- **Your instructions**: In the article on the Oxford coronavirus vaccine, why could falling infection rates in the UK hamper the trials?

Allahpundit mentioned this earlier but it’s pretty exciting news so I wanted to go into it a bit more. Researchers at Oxford University expect to start a human trial of their coronavirus vaccine by the end of May. That means that, if the vaccine works, we could see the first million or so doses by September of this year.
Most other teams have had to start with small clinical trials of a few hundred participants to demonstrate safety. But scientists at the university’s Jenner Institute had a head start on a vaccine, having proved in previous trials that similar inoculations — including one last year against an earlier coronavirus — were harmless to humans.
That has enabled them to leap ahead and schedule tests of their new coronavirus vaccine involving more than 6,000 people by the end of next month, hoping to show not only that it is safe, but also that it works.
It may be a couple months before we have human test results, but scientists at an NIH lab have already tested the vaccine on monkeys and it worked:
Scientists at the National Institutes of Health’s Rocky Mountain Laboratory in Montana last month inoculated six rhesus macaque monkeys with single doses of the Oxford vaccine. The animals were then exposed to heavy quantities of the virus that is causing the pandemic — exposure that had consistently sickened other monkeys in the lab. But more than 28 days later all six were healthy, said Vincent Munster, the researcher who conducted the test.
“The rhesus macaque is pretty much the closest thing we have to humans,” Dr. Munster said, noting that scientists were still analyzing the result. He said he expected to share it with other scientists next week and then submit it to a peer-reviewed journal.
The researchers are concerned that the trials could be hampered if the spread of the coronavirus in the population drops. That’s because researchers can’t intentionally infect people with a potentially deadly virus to see if the vaccine works. They have to rely on people who are part of the vaccine study catching COVID-19 in the wild. But if the UK infection rate drops significantly in the next month, it may be harder to verify the vaccine is working. A Chinese lab is working on a similar vaccine but they might have a hard time testing it since the number of new cases in China has been near zero (according to the CCP) for weeks.
Phase I of the Oxford trial is already underway. The Times reports it involves 1,100 people but this previous BBC report said it was 800:
Two volunteers were injected, the first of more than 800 people recruited for the study.
Half will receive the Covid-19 vaccine, and half a control vaccine which protects against meningitis but not coronavirus.
The design of the trial means volunteers will not know which vaccine they are getting, though doctors will.
Elisa Granato, one of the two who received the jab, told the BBC: “I’m a scientist, so I wanted to try to support the scientific process wherever I can.”
Here’s a BBC report on the Phase I trials. This is about 9 minutes long and goes into some detail. The medical researchers involved will only say they are pretty confident it’s going to work but if it does this will be a significant game changer, allowing us to get back to work and resume something like normal life without waiting for every part of the country to reach herd immunity.

- **Entries provided**:
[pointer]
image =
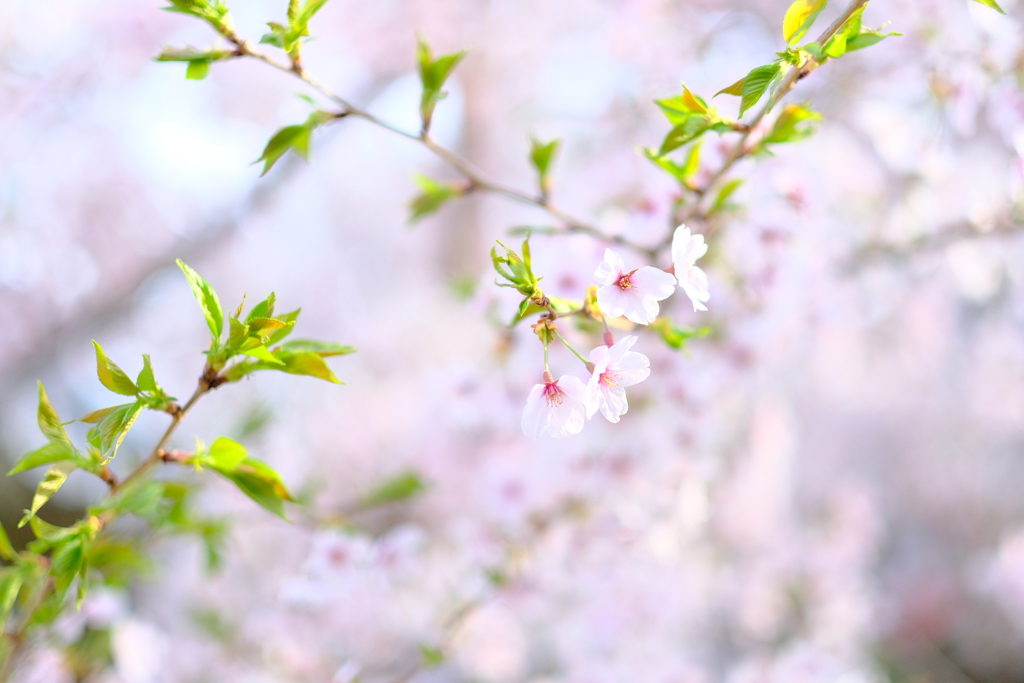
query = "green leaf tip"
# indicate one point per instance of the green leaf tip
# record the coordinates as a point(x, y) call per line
point(992, 4)
point(799, 18)
point(111, 376)
point(208, 301)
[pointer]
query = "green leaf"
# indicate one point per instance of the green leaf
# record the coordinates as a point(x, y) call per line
point(433, 197)
point(992, 4)
point(866, 39)
point(305, 364)
point(199, 60)
point(208, 301)
point(734, 89)
point(260, 482)
point(433, 74)
point(308, 9)
point(287, 330)
point(682, 108)
point(262, 353)
point(69, 561)
point(755, 84)
point(197, 71)
point(145, 381)
point(323, 349)
point(10, 583)
point(115, 426)
point(393, 489)
point(795, 123)
point(516, 270)
point(723, 196)
point(49, 423)
point(51, 453)
point(799, 18)
point(263, 309)
point(693, 128)
point(111, 376)
point(541, 155)
point(226, 454)
point(692, 163)
point(677, 338)
point(50, 484)
point(138, 498)
point(49, 534)
point(6, 550)
point(289, 137)
point(237, 333)
point(263, 328)
point(432, 656)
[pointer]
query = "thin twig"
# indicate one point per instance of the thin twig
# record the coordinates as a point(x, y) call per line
point(459, 163)
point(208, 381)
point(740, 150)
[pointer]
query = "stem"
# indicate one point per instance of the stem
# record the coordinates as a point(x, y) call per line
point(208, 381)
point(463, 166)
point(739, 151)
point(574, 352)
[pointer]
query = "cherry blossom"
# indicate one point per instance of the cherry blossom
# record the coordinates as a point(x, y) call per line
point(635, 293)
point(555, 408)
point(686, 249)
point(614, 369)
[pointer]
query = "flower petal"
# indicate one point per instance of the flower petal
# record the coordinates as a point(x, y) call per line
point(599, 352)
point(654, 283)
point(636, 307)
point(694, 284)
point(614, 403)
point(634, 369)
point(611, 300)
point(686, 248)
point(535, 415)
point(610, 268)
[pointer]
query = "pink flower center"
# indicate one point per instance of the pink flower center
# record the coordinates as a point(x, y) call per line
point(552, 394)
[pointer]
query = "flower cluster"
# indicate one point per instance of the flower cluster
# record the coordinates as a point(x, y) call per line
point(560, 407)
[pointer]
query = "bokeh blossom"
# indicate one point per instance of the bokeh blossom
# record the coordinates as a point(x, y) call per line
point(686, 249)
point(555, 408)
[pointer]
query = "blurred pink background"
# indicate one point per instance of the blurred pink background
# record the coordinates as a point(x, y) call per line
point(828, 488)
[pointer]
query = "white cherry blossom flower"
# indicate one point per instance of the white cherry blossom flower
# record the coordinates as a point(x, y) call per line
point(555, 408)
point(614, 369)
point(686, 249)
point(631, 293)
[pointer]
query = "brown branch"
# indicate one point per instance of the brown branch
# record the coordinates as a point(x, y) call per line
point(741, 150)
point(877, 252)
point(476, 178)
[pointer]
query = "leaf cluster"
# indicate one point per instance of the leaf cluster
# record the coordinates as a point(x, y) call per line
point(257, 341)
point(199, 60)
point(291, 36)
point(433, 195)
point(296, 138)
point(433, 74)
point(517, 271)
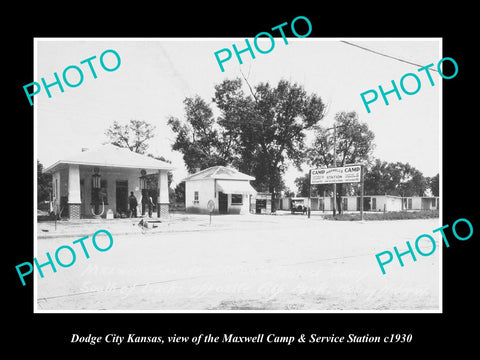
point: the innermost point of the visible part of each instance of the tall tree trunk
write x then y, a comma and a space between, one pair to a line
339, 198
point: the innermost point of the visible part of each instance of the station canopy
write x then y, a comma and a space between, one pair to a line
235, 187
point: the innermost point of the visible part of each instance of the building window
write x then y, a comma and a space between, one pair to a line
102, 193
237, 199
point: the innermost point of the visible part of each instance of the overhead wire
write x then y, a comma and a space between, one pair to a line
386, 55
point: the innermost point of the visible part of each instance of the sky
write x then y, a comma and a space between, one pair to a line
155, 76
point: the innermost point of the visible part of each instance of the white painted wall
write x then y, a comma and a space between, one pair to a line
206, 192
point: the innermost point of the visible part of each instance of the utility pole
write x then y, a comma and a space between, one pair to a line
334, 165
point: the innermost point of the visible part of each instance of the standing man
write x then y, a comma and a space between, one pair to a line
132, 202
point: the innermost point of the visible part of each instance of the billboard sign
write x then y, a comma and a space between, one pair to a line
337, 175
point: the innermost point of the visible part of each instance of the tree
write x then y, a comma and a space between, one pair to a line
354, 144
256, 133
268, 126
133, 135
198, 136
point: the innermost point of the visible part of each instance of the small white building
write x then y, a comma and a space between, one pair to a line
228, 189
352, 203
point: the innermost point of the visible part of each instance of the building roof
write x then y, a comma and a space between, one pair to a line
112, 156
219, 172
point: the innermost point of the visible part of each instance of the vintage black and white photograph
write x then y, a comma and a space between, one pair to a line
274, 174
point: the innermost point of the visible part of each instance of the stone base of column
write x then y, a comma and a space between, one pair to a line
74, 211
163, 211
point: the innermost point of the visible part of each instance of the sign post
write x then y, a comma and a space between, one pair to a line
345, 174
210, 207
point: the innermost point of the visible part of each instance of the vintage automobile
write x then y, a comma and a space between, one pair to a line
298, 205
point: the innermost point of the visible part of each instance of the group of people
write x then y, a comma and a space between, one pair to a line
132, 204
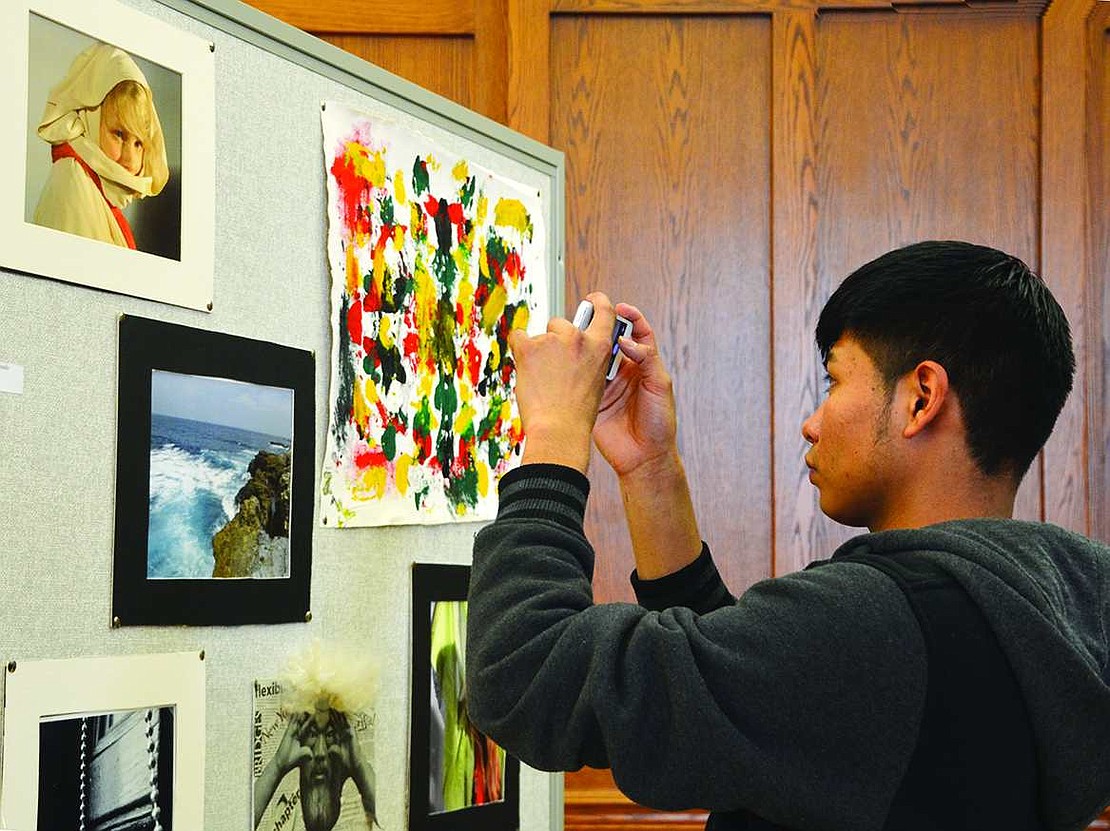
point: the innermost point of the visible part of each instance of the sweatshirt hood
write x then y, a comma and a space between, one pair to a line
1045, 591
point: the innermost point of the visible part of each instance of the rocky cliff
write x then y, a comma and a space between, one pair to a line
254, 543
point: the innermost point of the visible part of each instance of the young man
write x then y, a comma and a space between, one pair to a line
948, 670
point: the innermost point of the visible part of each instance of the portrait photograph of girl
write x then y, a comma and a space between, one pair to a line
103, 144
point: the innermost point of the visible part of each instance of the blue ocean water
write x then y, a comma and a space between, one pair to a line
195, 470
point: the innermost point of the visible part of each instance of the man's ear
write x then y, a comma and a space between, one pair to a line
927, 391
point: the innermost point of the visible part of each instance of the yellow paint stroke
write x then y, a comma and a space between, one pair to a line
400, 196
401, 473
369, 165
465, 300
424, 386
483, 263
379, 271
425, 303
384, 331
483, 469
462, 257
494, 307
521, 316
512, 213
365, 397
352, 271
371, 483
464, 419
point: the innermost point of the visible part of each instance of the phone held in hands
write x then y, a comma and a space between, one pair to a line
621, 328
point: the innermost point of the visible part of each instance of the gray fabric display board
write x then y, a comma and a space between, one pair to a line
270, 282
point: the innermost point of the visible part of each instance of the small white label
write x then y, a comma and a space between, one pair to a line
11, 381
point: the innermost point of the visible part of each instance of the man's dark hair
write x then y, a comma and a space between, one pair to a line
981, 314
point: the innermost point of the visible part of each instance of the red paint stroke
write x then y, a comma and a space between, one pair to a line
354, 194
455, 213
369, 457
514, 267
354, 321
471, 363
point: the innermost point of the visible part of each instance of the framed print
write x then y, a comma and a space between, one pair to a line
214, 478
458, 778
110, 150
94, 738
435, 257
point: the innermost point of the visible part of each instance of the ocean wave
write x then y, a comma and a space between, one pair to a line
192, 495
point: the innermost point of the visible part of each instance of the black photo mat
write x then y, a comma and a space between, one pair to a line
434, 584
147, 347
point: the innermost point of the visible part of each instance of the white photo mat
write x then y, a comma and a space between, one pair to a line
46, 252
39, 689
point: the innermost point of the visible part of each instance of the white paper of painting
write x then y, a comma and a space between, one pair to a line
433, 259
38, 41
38, 690
284, 809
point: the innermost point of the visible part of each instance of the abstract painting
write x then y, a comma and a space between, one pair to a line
434, 260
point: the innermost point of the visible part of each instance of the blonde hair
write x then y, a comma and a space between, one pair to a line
329, 678
131, 105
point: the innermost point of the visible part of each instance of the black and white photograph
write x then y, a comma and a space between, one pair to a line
214, 478
458, 778
104, 742
107, 770
114, 147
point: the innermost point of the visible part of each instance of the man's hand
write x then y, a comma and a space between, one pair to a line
559, 382
636, 424
292, 750
347, 756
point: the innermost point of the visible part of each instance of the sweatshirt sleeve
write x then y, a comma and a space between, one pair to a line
799, 702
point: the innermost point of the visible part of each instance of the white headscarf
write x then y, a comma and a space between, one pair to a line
72, 114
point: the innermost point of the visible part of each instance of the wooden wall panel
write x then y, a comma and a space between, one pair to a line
926, 128
664, 124
444, 64
458, 50
1098, 375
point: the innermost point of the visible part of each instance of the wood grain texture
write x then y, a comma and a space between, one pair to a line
530, 87
444, 66
801, 531
593, 801
1098, 353
929, 129
427, 17
667, 151
490, 80
1065, 244
1023, 8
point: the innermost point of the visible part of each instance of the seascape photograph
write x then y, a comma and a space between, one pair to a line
220, 463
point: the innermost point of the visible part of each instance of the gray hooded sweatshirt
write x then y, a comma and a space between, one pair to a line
800, 701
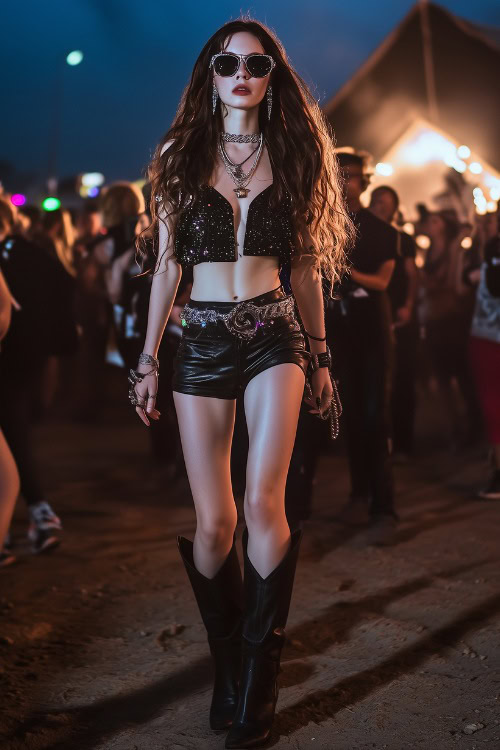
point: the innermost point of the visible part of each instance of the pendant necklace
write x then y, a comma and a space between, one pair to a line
234, 170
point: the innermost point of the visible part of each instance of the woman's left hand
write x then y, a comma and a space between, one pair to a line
322, 391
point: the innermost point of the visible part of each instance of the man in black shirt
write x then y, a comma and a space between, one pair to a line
41, 325
360, 334
402, 290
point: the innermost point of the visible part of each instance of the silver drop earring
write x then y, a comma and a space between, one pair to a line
269, 101
215, 96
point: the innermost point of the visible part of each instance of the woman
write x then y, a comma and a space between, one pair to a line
244, 184
9, 476
484, 350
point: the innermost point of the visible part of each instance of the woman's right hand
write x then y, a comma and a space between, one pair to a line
146, 392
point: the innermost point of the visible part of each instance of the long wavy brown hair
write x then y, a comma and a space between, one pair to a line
300, 144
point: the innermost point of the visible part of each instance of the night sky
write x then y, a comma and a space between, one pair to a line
138, 56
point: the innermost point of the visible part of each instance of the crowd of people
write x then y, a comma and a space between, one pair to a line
72, 298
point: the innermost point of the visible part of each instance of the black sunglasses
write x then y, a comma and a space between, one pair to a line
227, 63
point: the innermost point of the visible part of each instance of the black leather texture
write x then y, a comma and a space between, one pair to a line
212, 361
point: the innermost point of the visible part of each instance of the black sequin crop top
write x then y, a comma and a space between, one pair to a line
205, 231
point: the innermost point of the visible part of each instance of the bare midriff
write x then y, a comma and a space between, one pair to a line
247, 277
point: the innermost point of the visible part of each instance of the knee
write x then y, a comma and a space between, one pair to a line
216, 533
10, 484
262, 505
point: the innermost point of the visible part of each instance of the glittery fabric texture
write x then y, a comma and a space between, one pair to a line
205, 232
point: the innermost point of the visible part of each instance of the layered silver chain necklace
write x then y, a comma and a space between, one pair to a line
234, 170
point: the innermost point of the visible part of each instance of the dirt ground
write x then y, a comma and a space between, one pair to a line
101, 645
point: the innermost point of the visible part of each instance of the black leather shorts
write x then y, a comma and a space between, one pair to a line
214, 361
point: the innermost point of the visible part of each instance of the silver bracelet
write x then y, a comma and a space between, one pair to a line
148, 359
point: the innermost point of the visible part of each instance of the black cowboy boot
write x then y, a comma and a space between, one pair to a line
220, 603
267, 601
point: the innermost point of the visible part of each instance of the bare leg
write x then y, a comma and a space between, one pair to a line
272, 404
206, 430
9, 487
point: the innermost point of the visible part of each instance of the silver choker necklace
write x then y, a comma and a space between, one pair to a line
234, 138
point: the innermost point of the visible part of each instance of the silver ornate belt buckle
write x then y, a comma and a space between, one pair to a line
244, 320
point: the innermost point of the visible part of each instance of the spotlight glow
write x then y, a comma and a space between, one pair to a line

- **Answer to this exercise**: Researchers can't deliberately infect people with a potentially deadly virus to test whether the vaccine works, so they must rely on study participants catching COVID-19 in the wild. If the UK infection rate drops significantly, fewer participants will be exposed, which makes it harder to verify that the vaccine is working.